Could you print exactly the lines of the listing below, starting at the line that has "Note to the class: point at the horizontal" and ending at the line that has "Note to the class: point at the picnic table leg", and only those lines?

**Information shown**:
┄┄┄┄┄┄┄┄┄┄
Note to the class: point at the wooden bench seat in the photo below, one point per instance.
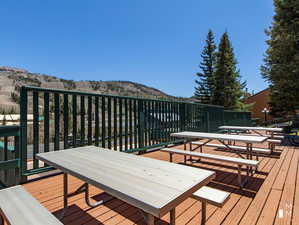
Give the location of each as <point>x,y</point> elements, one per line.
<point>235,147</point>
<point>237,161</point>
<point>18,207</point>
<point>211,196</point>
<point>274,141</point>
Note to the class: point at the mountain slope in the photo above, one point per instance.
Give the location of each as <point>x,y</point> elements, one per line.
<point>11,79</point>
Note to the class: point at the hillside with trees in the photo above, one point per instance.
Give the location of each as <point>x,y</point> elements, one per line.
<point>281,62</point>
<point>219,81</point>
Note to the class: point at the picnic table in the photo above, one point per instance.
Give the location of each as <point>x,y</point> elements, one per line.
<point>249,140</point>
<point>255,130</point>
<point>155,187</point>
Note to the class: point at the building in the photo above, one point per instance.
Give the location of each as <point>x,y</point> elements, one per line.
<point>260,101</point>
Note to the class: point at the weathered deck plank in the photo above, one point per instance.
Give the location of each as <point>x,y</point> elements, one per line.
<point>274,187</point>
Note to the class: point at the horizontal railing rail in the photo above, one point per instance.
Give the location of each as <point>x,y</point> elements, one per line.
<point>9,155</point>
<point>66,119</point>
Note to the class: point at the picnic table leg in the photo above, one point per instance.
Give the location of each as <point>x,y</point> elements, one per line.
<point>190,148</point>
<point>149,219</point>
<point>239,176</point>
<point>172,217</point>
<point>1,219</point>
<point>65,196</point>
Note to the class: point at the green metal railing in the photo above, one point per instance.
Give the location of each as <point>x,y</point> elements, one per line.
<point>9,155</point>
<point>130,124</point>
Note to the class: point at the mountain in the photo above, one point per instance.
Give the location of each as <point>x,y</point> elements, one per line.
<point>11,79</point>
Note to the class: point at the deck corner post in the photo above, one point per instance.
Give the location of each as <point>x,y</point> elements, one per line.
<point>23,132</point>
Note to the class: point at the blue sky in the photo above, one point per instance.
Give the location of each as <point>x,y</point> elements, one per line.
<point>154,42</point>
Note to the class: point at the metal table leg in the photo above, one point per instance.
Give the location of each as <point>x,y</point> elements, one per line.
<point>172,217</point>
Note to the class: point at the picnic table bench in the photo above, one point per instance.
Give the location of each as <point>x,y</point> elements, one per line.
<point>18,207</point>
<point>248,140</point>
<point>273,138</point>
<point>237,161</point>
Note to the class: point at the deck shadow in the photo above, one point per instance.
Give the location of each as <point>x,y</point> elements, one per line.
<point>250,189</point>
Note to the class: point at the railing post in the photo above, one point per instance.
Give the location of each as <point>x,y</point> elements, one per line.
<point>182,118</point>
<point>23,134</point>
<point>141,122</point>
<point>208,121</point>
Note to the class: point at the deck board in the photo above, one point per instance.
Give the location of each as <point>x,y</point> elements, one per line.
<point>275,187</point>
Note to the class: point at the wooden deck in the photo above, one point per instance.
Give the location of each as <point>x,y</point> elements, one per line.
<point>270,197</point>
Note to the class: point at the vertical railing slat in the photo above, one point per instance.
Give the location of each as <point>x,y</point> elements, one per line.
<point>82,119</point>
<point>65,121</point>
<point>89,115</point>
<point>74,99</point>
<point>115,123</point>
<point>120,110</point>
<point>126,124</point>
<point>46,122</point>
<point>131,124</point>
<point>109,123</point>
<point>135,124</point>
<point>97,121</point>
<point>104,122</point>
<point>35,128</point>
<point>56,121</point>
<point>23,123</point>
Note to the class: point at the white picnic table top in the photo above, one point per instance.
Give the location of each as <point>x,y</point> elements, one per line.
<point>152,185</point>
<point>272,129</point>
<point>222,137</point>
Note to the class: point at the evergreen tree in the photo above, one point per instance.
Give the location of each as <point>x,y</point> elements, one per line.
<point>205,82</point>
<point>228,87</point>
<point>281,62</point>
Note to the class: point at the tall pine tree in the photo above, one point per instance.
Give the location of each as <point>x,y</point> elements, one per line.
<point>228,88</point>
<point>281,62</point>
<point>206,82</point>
┄┄┄┄┄┄┄┄┄┄
**Answer space**:
Note to the class: point at the horizontal railing rail in the photo above, one point per instance.
Give the location of each as <point>x,y</point> elements, one per line.
<point>9,155</point>
<point>66,119</point>
Note to the class: point at the picnic table leg in the photo above, one point per instance.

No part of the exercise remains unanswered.